* WHAT IS REQUIRED
Repeat every line of the material, character for character.

(Saved data entries)
┌──

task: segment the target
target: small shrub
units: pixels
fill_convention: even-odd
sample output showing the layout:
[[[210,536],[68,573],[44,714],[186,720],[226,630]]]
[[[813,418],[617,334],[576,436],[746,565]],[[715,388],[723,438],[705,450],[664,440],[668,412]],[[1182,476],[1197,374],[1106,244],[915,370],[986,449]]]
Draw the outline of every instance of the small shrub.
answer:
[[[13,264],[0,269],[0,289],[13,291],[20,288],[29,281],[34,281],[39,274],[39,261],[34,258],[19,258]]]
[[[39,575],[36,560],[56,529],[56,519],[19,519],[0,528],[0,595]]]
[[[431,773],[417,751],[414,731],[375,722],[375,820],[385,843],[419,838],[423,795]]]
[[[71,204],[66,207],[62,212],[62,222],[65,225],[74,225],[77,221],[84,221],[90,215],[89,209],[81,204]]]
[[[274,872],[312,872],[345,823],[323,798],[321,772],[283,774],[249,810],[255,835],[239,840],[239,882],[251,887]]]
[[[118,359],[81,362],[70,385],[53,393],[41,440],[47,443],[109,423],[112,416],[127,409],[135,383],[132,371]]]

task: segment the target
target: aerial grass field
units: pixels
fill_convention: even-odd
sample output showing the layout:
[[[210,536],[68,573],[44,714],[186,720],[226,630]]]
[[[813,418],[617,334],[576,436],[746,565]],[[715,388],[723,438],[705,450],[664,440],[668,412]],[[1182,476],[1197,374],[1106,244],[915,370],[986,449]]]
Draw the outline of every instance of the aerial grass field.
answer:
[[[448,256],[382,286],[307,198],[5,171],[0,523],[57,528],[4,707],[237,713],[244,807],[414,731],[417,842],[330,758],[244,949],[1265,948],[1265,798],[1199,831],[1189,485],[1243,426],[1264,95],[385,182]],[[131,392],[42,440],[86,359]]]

└──

* SOLUTION
task: segment the target
target: small shrub
units: pixels
fill_convention: even-odd
sample output showing the layout:
[[[210,536],[68,573],[44,714],[186,720],[226,630]]]
[[[813,418],[617,334],[576,436],[746,565]],[[715,388],[723,438],[705,450],[664,440],[668,412]],[[1182,476],[1197,374],[1106,244],[915,370],[986,449]]]
Draw the outline of every instance of the small shrub.
answer:
[[[13,264],[0,269],[0,289],[13,291],[20,288],[29,281],[34,281],[39,274],[39,261],[34,258],[19,258]]]
[[[39,575],[36,560],[56,529],[56,519],[19,519],[0,528],[0,595]]]
[[[431,773],[417,751],[414,731],[375,722],[375,820],[385,843],[419,838],[423,795]]]
[[[71,204],[66,207],[62,212],[62,222],[65,225],[74,225],[77,221],[84,221],[90,215],[89,209],[81,204]]]
[[[274,872],[312,872],[345,823],[323,798],[321,772],[283,774],[249,810],[255,835],[239,840],[239,882],[251,887]]]
[[[118,359],[81,362],[70,385],[53,393],[41,440],[47,443],[109,423],[112,416],[127,409],[135,383],[132,371]]]

task: segment the target
target: aerial grass field
units: pixels
fill_convention: even-odd
sample output showing the layout:
[[[210,536],[68,573],[44,714],[186,720],[226,630]]]
[[[813,418],[617,334],[576,436],[746,565]],[[715,388],[723,438],[705,450],[664,440],[668,412]],[[1182,476],[1197,374],[1106,244],[915,370],[986,449]]]
Draw the outline of every instance of the aerial grass field.
answer:
[[[448,256],[382,286],[307,198],[5,171],[0,523],[57,528],[4,707],[237,713],[244,807],[414,731],[417,842],[330,758],[244,949],[1265,948],[1265,798],[1199,831],[1189,485],[1243,426],[1264,95],[385,182]],[[131,392],[42,440],[86,359]]]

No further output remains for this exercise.